Everything from the line with "the woman's eye" through the last line of the records below should be copied exactly, both ends included.

• **DATA FOR THIS TASK**:
==================================================

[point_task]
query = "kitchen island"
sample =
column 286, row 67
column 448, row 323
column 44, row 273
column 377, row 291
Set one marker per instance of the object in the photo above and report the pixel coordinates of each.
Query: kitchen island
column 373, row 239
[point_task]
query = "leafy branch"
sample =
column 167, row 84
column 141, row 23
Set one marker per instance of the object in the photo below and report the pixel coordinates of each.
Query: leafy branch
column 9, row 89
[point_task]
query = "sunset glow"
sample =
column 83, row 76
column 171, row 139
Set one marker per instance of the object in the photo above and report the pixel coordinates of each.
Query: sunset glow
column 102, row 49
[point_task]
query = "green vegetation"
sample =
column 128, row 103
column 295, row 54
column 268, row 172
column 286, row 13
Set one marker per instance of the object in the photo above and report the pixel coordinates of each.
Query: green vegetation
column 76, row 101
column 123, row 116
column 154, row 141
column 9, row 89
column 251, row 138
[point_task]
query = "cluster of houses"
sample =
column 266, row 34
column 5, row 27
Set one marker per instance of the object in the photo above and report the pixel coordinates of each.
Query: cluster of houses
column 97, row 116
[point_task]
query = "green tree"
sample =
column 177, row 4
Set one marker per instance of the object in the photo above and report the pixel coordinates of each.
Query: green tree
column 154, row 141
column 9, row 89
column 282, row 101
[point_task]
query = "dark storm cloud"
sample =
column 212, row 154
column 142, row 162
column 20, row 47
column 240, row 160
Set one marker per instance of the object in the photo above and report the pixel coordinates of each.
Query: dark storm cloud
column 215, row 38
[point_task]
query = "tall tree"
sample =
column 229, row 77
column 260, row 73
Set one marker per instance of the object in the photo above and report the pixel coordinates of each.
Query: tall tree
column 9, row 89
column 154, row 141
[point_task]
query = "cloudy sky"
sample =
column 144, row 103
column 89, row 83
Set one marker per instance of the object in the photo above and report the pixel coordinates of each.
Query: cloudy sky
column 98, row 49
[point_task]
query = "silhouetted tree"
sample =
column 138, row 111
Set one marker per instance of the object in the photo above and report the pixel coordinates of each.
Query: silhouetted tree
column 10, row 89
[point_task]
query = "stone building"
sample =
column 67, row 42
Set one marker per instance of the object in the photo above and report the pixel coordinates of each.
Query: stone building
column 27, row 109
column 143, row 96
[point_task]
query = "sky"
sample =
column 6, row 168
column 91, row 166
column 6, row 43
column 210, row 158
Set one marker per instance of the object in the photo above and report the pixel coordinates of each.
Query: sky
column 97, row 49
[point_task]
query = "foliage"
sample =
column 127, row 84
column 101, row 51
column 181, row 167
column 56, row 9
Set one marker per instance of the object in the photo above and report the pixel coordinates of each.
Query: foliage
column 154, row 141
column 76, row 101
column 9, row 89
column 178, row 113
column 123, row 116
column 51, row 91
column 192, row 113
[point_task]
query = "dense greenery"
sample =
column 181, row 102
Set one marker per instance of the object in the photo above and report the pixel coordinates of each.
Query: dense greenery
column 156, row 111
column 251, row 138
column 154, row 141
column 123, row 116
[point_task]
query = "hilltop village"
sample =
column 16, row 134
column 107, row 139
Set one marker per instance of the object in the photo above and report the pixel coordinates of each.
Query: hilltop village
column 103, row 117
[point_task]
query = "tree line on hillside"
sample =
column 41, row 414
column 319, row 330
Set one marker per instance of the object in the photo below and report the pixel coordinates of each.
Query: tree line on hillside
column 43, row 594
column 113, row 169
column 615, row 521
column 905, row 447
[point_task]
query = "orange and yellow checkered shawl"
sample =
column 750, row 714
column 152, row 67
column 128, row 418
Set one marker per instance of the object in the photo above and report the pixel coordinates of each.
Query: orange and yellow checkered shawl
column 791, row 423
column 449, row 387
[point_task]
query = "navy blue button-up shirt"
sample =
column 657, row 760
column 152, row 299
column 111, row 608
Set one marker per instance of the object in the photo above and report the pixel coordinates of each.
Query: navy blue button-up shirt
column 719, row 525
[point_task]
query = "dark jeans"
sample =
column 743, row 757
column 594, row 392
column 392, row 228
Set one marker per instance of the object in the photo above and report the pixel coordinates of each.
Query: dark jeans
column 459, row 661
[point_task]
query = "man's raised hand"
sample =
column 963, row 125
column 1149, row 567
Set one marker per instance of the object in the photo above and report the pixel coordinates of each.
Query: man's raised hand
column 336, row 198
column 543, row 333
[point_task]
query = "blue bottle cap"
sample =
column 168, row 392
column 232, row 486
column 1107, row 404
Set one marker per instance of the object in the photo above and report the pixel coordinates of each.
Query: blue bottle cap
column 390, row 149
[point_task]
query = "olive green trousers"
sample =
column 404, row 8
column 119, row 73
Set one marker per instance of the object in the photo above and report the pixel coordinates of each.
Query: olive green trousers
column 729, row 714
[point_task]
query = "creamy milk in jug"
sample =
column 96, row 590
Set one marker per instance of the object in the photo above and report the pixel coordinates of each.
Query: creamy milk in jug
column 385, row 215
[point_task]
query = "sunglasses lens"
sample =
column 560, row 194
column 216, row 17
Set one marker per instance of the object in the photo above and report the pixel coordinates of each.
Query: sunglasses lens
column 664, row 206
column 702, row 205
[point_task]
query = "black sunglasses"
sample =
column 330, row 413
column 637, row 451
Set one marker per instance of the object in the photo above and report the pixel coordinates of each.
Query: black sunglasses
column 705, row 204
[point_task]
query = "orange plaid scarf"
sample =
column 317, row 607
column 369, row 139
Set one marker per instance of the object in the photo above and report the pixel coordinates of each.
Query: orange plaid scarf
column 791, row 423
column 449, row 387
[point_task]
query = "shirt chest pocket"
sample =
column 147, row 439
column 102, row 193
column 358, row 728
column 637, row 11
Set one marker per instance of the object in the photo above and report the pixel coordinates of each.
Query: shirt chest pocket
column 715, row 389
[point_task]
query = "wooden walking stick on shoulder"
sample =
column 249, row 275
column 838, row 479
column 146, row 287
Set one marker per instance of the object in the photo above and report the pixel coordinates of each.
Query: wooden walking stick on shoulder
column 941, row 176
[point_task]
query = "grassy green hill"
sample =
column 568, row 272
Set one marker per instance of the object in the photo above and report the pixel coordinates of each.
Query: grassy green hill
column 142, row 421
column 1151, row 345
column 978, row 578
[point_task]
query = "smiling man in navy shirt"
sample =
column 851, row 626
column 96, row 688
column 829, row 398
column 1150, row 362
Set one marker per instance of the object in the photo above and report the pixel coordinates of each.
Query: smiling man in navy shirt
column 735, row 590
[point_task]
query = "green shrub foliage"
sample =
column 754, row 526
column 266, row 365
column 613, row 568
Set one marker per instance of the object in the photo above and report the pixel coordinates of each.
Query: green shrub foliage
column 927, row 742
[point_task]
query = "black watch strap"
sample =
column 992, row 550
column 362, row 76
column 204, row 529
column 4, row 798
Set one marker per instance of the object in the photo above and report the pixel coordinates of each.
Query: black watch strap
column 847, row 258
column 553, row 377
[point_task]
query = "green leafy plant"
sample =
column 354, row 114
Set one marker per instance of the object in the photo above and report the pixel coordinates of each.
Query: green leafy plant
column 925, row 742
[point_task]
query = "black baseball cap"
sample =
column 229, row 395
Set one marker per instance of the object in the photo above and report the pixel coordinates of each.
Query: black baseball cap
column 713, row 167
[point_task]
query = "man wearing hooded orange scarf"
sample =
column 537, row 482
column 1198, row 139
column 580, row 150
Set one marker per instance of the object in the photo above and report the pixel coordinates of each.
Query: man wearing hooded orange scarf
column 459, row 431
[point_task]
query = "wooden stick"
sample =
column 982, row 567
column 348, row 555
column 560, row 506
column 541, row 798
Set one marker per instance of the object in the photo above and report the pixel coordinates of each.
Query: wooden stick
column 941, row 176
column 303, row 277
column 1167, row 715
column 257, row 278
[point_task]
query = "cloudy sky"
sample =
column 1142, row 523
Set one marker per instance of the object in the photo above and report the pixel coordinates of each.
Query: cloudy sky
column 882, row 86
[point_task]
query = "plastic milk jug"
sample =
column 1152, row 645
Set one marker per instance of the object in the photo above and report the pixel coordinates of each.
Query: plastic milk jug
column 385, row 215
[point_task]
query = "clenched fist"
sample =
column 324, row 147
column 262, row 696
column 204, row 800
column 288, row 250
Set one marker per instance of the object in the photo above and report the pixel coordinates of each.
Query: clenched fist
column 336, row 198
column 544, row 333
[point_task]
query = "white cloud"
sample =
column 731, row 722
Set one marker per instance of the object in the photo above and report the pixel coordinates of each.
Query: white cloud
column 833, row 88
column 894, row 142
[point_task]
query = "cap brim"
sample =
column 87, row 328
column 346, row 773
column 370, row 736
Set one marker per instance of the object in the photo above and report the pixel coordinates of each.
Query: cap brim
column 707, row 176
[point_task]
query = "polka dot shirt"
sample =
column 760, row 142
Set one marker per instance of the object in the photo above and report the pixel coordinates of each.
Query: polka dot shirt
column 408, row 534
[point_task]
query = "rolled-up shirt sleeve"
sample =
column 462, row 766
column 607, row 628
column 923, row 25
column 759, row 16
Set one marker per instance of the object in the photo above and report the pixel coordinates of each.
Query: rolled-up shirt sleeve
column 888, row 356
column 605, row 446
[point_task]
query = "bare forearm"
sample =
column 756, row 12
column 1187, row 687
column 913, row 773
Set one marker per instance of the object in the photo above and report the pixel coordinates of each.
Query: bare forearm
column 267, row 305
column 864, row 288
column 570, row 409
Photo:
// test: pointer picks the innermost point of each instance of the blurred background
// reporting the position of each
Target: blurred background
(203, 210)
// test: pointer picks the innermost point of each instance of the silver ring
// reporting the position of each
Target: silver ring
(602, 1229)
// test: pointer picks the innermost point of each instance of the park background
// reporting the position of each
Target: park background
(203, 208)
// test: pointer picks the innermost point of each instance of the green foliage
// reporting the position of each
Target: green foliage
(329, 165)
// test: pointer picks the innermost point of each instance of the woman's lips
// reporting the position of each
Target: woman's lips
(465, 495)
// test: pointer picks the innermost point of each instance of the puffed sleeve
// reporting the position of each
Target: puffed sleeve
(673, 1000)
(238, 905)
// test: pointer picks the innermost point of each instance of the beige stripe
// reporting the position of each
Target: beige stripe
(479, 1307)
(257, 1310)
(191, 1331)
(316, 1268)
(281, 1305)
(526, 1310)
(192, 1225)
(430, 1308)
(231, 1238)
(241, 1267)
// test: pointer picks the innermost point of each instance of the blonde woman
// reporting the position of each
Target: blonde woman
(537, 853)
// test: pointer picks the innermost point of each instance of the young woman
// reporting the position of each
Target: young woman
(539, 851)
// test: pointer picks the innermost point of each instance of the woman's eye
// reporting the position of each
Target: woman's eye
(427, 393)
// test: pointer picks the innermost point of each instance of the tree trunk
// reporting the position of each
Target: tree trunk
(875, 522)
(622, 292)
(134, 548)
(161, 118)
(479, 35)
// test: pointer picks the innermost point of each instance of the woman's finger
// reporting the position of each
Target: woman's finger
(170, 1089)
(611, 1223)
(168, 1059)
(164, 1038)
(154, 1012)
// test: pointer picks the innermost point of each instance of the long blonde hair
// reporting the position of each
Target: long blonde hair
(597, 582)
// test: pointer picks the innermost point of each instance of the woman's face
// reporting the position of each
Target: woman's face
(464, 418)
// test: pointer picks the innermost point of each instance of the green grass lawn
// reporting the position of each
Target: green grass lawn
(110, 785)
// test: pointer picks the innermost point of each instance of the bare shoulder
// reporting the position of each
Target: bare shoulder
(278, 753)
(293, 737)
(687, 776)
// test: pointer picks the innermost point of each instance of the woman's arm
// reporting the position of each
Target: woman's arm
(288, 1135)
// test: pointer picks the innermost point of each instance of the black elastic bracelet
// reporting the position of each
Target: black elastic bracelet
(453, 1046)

==================================================

• **OUTPUT FOR THIS EXERCISE**:
// test: pointer picks the innermost point of each instance of the woman's eye
// reporting the position of each
Target: woman's eye
(427, 393)
// test: pointer picks the innermost point of each instance of the tree trunk
// reporting the position of each
Target: tree trunk
(875, 522)
(622, 292)
(134, 548)
(161, 118)
(479, 35)
// test: pointer picks the innermost point of each instance of the woman's finger
// reporting the position of each
Target: woman's finger
(170, 1089)
(611, 1223)
(168, 1059)
(164, 1038)
(154, 1012)
// test: pointer picks the innermost point of each instance of the long blonde hair
// reporting the position of each
Target: long blonde hair
(597, 582)
// test: pointer picks the innermost point of each instance of the woman's face
// reporting the position of each
Target: woman's face
(464, 418)
// test: pointer picks the innermost point of each instance of the green grass lawn
// reporting the position of each
Target: green grass lawn
(110, 785)
// test: pointer picks the innermost point of each instance of the bare shoulder
// reporting the position of each
Target: bare shoulder
(278, 753)
(293, 737)
(687, 776)
// test: pointer picks the innermost point of each instance of the woman's arm
// reporting the position of each
Target: woman's arm
(288, 1135)
// test: pointer picks the innermost point of each instance of the black elastic bracelet
// reporting the position of each
Target: black elastic bracelet
(453, 1046)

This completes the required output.